==== Data shown ====

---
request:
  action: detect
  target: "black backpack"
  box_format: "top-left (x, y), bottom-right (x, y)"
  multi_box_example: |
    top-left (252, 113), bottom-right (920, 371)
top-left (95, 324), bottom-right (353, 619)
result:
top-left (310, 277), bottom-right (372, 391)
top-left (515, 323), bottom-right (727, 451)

====

Update the lines above by replacing "black backpack" with "gray duffel bag", leaving everything else unchanged.

---
request:
  action: detect
  target: "gray duffel bag"
  box_format: "top-left (x, y), bottom-right (x, y)"
  multi_box_example: |
    top-left (252, 113), bottom-right (920, 371)
top-left (95, 324), bottom-right (353, 619)
result:
top-left (310, 277), bottom-right (372, 391)
top-left (515, 323), bottom-right (727, 451)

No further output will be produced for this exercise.